= Written instruction =
Below are records; transcribe only the line with "For the photo above, indicate every instance of the glossy" and those after it, through the last line, without any change.

= Lines of data =
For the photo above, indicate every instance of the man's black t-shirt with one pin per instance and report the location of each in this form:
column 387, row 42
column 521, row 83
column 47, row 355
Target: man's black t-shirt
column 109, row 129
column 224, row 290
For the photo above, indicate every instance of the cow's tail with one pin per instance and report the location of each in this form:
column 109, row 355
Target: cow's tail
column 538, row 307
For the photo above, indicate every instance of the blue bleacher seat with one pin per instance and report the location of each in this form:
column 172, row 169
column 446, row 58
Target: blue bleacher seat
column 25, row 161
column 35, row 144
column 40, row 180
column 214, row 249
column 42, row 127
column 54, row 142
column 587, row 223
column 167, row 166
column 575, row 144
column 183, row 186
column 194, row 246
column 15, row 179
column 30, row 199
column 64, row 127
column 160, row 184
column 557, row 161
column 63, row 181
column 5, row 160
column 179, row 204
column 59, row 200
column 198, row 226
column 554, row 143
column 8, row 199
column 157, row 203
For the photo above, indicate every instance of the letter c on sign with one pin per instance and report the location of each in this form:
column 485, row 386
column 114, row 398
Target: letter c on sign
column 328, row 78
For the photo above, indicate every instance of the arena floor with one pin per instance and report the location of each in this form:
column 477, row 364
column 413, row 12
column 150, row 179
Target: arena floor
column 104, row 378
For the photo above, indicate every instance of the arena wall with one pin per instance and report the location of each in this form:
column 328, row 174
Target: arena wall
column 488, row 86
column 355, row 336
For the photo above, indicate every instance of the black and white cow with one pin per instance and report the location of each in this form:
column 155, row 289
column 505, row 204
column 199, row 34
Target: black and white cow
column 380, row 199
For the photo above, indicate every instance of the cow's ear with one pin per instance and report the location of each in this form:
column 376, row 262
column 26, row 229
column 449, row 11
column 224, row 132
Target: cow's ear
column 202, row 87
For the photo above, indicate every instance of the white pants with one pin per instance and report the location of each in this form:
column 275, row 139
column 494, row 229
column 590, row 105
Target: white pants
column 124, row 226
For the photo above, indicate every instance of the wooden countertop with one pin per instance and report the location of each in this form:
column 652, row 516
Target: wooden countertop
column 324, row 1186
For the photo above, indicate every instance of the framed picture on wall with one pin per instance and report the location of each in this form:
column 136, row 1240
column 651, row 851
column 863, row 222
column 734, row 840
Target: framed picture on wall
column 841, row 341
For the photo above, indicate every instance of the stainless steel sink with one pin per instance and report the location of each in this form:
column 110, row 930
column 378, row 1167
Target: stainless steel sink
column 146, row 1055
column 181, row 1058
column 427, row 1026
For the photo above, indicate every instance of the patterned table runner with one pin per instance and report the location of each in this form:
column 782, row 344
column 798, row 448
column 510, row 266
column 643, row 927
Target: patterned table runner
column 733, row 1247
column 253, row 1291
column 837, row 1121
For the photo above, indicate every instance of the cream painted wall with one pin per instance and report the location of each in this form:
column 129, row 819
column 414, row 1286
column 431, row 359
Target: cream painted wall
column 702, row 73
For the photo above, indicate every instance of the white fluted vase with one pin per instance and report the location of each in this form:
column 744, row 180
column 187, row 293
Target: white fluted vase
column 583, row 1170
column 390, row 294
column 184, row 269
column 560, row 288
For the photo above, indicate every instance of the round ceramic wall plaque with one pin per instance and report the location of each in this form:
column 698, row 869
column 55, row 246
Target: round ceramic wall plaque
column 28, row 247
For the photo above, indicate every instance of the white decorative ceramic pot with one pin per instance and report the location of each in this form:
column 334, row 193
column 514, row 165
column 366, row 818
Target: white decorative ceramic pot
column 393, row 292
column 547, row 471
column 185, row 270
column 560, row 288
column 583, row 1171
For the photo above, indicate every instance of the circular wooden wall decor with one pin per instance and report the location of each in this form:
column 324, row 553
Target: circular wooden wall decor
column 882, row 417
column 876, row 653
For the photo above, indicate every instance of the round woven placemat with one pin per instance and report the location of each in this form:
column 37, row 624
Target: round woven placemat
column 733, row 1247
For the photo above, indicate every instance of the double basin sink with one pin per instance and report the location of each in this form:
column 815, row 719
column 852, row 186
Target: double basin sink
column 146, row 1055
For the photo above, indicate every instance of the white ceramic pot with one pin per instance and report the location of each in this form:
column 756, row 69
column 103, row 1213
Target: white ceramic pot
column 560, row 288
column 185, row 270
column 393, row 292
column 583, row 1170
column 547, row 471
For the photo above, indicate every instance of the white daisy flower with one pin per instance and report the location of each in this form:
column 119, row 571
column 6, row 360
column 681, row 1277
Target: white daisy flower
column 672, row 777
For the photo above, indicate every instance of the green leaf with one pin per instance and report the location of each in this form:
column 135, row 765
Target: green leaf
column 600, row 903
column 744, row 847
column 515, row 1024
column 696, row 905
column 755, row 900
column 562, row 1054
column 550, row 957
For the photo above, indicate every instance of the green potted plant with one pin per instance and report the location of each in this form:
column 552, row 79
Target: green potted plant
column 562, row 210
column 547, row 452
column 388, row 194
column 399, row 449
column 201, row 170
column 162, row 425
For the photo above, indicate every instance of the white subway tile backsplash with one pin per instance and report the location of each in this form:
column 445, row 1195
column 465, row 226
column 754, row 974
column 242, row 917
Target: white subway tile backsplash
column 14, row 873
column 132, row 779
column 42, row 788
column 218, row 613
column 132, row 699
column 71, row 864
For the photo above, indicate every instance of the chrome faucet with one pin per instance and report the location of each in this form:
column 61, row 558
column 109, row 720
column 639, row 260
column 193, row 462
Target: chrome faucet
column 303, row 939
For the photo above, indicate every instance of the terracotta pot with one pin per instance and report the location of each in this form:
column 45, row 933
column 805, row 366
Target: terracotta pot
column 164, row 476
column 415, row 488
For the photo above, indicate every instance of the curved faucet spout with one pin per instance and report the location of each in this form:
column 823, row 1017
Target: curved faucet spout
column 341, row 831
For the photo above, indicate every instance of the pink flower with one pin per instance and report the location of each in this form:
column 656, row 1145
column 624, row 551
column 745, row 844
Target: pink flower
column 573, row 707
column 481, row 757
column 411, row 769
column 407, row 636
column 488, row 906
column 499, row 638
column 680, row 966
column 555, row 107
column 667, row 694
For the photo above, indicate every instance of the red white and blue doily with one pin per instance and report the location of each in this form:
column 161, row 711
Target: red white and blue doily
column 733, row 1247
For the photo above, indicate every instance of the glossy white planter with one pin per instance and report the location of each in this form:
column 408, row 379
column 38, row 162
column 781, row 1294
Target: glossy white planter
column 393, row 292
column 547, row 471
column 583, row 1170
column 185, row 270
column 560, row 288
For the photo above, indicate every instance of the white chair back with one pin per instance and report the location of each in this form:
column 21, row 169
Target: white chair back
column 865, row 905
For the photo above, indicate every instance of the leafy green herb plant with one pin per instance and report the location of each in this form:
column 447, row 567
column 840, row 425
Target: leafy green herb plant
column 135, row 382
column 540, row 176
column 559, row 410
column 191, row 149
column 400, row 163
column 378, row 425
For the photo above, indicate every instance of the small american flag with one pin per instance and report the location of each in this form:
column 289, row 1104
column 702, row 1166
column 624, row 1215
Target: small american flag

= Solution to the exercise =
For the photo above, indicate every instance of the glossy white planter with one pin per instance and report the location of each in this form:
column 408, row 379
column 38, row 162
column 781, row 1294
Target: glossy white planter
column 393, row 292
column 547, row 471
column 583, row 1170
column 185, row 270
column 560, row 288
For the photo above, indicate every instance of the white chair back with one pin per instance and report the location of each in this form:
column 21, row 169
Target: white chair back
column 865, row 905
For the photo above, indicate every instance of the leafy green herb plant with one pin per instance and report the location of each in this form:
column 447, row 567
column 840, row 425
Target: leafy green herb plant
column 135, row 382
column 540, row 176
column 559, row 410
column 191, row 149
column 400, row 163
column 378, row 425
For the photo above, indicate every instance of the small american flag with one pin per instance and report the location of each in this form:
column 289, row 1104
column 702, row 1166
column 624, row 1215
Target: small american flag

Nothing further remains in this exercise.